● **Selected extract**:
------------------------------------------------------------------------

News about the Leek and recipes from around the World
History of the Leek
The leek, Allium ampeloprasum var. porrum (L.), also sometimes known as Allium porrum, is a vegetable which belongs, along with the onion and garlic, to family Amaryllidaceae, subfamily Allioideae. Two related vegetables, the elephant garlic and kurrat, are also variant subspecies of Allium ampeloprasum, although different in their uses as food.
The edible part of the leek plant is a bundle of leaf sheaths which is sometimes called a stem or stalk.
Rather than forming a tight bulb like the onion, the leek produces a long cylinder of bundled leaf sheaths which are generally blanched by pushing soil around them (trenching). They are often sold as small seedlings in flats which are started off early in greenhouses, to be planted out as weather permits. Once established in the garden, leeks are hardy; many varieties can be left in the ground during the winter to be harvested as needed.

------------------------------------------------------------------------

● **Data shown**:
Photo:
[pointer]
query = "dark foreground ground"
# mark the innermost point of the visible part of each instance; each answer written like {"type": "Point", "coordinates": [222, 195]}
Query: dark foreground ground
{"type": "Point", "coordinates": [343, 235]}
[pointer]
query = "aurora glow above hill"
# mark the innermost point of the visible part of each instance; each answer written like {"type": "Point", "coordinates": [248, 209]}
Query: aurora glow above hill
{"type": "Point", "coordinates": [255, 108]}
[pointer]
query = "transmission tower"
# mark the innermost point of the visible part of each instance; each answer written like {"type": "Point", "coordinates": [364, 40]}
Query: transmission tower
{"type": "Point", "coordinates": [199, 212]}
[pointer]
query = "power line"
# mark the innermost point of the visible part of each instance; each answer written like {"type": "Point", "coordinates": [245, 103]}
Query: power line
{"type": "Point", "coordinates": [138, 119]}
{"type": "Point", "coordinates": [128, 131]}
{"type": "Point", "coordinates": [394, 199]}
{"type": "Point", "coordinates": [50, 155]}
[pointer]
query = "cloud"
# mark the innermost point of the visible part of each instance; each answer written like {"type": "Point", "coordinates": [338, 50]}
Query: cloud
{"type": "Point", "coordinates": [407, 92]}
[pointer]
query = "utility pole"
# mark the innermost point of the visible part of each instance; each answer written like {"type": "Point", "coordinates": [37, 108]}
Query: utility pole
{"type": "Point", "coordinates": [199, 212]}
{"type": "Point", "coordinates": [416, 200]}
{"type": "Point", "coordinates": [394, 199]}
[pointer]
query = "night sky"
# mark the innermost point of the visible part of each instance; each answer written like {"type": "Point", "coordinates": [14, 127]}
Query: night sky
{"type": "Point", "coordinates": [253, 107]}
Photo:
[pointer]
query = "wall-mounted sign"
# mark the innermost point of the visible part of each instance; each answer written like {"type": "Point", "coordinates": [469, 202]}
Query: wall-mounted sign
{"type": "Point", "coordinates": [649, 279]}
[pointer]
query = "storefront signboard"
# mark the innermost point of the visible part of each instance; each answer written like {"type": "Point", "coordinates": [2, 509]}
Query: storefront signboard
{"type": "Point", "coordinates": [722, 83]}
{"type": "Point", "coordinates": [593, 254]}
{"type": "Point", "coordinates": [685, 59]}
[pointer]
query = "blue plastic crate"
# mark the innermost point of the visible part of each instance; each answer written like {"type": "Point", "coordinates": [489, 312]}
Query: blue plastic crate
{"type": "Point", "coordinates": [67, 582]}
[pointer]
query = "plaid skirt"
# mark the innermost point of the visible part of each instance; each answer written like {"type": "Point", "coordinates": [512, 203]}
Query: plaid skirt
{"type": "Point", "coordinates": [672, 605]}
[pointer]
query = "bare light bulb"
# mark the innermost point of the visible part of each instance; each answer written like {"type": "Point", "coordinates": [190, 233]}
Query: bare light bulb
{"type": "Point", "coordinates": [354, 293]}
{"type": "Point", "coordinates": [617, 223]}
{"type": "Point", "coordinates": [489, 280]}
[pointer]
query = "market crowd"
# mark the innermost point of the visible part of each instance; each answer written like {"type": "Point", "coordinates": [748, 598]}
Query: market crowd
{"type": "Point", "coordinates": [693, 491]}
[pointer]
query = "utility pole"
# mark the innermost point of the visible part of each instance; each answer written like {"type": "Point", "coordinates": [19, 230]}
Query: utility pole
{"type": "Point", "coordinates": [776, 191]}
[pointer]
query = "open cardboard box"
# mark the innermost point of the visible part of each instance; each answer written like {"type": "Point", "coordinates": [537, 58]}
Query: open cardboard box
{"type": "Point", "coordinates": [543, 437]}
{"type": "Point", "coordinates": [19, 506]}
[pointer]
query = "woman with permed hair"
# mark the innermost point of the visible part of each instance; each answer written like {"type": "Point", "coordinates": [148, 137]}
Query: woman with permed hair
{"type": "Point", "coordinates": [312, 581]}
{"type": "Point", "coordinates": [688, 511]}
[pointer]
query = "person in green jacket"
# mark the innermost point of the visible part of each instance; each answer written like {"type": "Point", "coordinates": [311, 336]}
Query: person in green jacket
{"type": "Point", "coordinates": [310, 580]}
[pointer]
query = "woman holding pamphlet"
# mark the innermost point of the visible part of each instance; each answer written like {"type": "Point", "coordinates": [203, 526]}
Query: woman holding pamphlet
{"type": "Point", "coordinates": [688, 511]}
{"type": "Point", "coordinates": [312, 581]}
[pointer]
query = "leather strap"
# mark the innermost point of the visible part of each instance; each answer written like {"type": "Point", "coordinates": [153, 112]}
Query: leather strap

------------------------------------------------------------------------

● **Task item**:
From the passage on the history of the leek, list every other vegetable it names as related to the leek through shared family or species.

● **Result of this exercise**:
onion, garlic, elephant garlic, kurrat